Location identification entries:
——————————

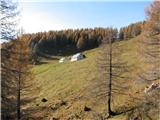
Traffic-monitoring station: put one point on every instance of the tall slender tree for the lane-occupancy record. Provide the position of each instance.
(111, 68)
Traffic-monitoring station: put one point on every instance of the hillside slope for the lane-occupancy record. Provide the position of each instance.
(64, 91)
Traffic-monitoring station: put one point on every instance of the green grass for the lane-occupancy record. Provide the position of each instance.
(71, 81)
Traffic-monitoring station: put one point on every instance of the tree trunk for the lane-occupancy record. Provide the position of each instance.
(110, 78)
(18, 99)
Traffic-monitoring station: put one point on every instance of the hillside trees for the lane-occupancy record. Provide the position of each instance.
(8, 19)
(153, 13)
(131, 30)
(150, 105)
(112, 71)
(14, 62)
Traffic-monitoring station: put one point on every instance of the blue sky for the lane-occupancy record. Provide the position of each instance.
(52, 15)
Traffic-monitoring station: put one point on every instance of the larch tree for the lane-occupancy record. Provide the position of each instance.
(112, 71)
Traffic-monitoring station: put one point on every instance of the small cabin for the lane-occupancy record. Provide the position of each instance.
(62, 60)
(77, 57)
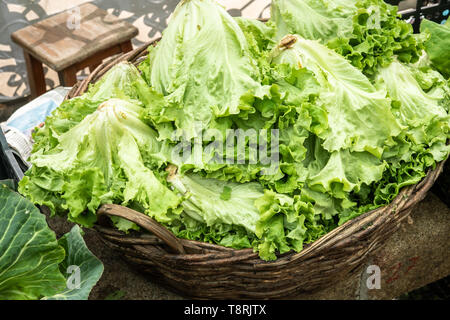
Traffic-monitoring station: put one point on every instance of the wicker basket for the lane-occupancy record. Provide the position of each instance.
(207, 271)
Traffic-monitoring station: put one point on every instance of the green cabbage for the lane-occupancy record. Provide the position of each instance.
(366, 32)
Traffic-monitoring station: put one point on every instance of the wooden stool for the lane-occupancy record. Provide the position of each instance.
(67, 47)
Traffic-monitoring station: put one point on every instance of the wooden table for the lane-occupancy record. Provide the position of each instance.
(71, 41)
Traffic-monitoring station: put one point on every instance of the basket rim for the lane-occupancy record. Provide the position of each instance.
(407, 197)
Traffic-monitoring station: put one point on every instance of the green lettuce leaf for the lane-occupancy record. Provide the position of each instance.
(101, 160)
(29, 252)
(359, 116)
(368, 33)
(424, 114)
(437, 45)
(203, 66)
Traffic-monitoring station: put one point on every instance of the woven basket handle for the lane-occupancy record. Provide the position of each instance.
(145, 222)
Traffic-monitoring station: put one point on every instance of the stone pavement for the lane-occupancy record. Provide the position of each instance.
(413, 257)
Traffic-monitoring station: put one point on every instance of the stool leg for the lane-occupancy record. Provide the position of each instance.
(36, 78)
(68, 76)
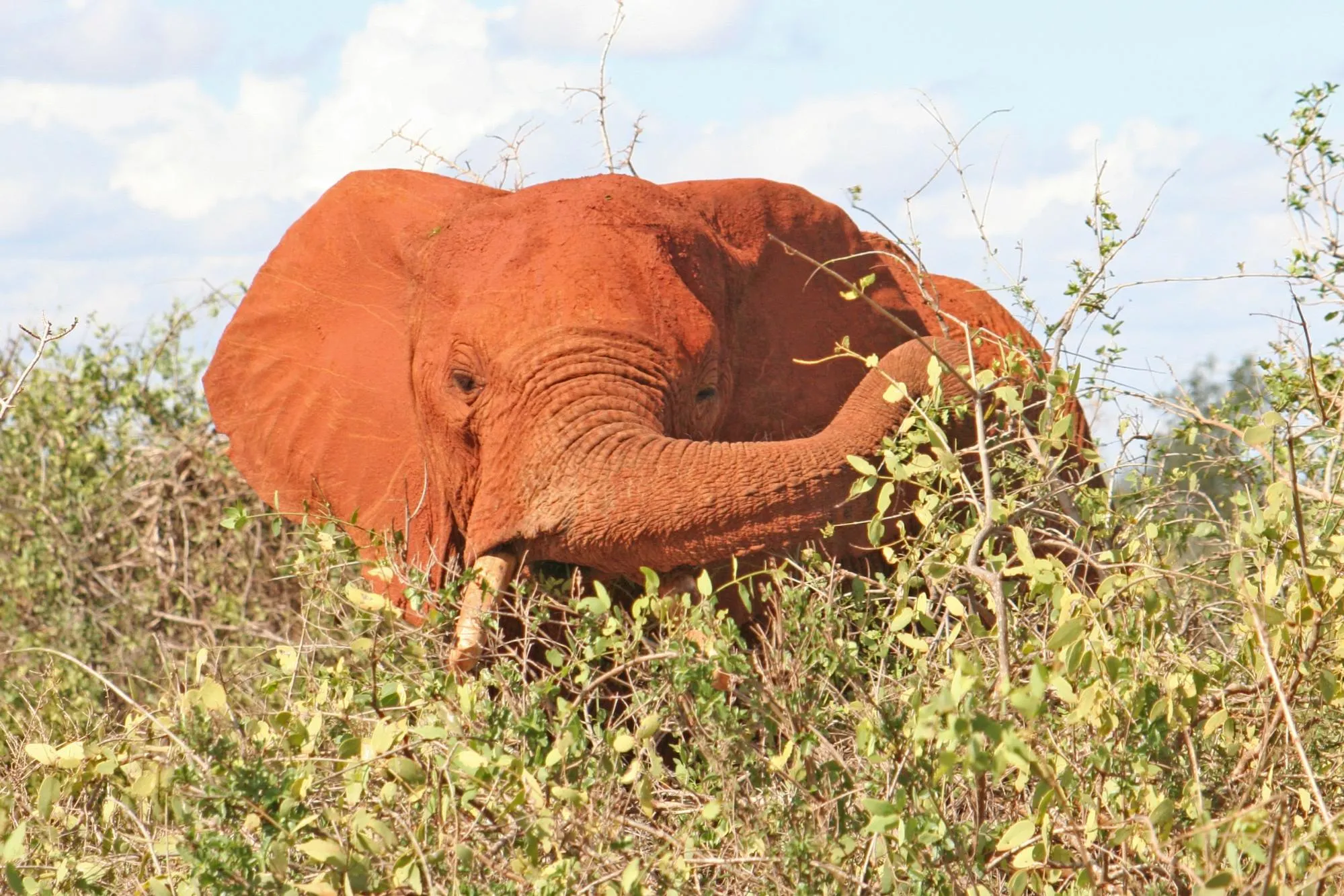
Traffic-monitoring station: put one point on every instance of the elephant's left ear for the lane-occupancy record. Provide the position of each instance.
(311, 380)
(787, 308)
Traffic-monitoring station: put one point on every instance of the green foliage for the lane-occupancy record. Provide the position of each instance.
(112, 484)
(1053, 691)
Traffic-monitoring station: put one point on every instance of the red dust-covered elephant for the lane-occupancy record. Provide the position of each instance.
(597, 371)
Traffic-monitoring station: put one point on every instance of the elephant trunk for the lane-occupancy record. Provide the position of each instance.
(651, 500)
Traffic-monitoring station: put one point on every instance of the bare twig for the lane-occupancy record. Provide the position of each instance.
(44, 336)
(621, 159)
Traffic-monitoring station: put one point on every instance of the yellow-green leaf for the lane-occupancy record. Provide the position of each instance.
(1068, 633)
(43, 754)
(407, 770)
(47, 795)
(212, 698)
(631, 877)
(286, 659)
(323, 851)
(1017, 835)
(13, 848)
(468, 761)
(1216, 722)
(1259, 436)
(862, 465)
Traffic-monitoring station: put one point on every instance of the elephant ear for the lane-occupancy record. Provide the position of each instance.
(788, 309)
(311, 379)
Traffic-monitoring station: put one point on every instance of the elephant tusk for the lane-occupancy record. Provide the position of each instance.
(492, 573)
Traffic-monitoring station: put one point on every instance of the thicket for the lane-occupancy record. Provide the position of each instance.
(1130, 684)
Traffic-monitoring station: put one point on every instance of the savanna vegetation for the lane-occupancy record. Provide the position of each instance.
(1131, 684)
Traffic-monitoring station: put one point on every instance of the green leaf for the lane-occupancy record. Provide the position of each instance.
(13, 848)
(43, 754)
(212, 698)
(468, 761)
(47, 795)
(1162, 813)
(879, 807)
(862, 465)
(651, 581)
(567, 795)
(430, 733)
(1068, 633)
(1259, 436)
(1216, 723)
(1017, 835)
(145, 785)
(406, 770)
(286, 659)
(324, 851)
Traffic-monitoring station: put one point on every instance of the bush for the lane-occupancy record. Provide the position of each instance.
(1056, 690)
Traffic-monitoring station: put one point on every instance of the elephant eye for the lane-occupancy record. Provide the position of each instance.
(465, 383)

——————————

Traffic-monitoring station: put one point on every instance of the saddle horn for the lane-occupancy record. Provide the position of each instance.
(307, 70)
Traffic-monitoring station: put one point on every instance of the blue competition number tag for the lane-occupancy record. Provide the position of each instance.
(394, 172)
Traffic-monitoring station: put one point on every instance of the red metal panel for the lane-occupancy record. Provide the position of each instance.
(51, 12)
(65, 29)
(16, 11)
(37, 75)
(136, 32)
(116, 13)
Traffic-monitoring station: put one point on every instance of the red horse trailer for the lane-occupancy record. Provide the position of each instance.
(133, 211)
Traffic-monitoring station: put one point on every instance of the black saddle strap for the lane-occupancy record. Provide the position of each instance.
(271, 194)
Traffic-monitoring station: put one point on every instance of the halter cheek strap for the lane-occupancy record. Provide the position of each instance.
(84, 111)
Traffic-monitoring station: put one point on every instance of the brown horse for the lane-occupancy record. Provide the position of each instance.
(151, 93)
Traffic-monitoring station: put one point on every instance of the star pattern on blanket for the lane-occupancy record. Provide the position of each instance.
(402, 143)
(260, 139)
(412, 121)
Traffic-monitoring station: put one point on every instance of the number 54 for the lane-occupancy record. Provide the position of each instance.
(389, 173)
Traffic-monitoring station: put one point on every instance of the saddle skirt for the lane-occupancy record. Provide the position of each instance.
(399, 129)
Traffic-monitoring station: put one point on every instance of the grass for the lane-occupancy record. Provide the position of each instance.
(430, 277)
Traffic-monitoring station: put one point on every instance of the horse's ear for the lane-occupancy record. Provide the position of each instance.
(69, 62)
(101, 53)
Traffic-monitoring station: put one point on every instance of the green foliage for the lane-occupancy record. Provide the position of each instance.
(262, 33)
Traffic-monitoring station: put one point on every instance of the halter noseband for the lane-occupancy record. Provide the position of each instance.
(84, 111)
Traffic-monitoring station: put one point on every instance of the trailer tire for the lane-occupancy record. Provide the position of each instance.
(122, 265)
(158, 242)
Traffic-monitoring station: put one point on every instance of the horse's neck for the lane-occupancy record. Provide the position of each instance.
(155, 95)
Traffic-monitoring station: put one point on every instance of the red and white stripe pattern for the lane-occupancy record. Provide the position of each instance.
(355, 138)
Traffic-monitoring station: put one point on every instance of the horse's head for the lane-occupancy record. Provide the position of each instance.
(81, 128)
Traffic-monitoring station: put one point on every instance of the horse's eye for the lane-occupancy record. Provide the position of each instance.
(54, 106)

——————————

__GOAL__.
Reproduce the data starting at the line that contains "the red dust-covered" and ending after the line that contains "(1130, 684)", offsetting every coordinate value in the answers by +92. Keep all other lines unchanged.

__EXERCISE RESPONSE__.
Traffic-monitoring station: put one point on every instance of the red dust-covered elephant for the lane-occupancy record. Provide the position of each instance.
(689, 463)
Traffic-monitoring station: put one point on every instance of the elephant trunk for the lane-occupancy record. Provide the position of each instance.
(743, 592)
Traffic-monitoring station: put one point on every instance of the bare twig for the lane-occupancy record. Provide the position of each instance.
(136, 428)
(713, 251)
Traffic-monitoring station: put one point on every instance of the yellow-green leaf for the lane-occupancy record. Provide the position of each instance.
(1160, 725)
(135, 846)
(499, 862)
(139, 887)
(304, 790)
(723, 969)
(378, 751)
(415, 943)
(1109, 927)
(105, 940)
(560, 853)
(1308, 814)
(1351, 528)
(954, 557)
Traffic-monitoring station: put one point on every instance of the elephant ear for the lane-occupancy record. Provide the position of each instance.
(880, 401)
(403, 471)
Traffic-monitoring station: put one point on every instance of the elephant tusk for the lane-occupancy record. Provide the position of each instance.
(584, 665)
Traffic-monitoring station: put one point on every instance of the thicket for the lane-occupancy record. Provide the position of each instance.
(1222, 776)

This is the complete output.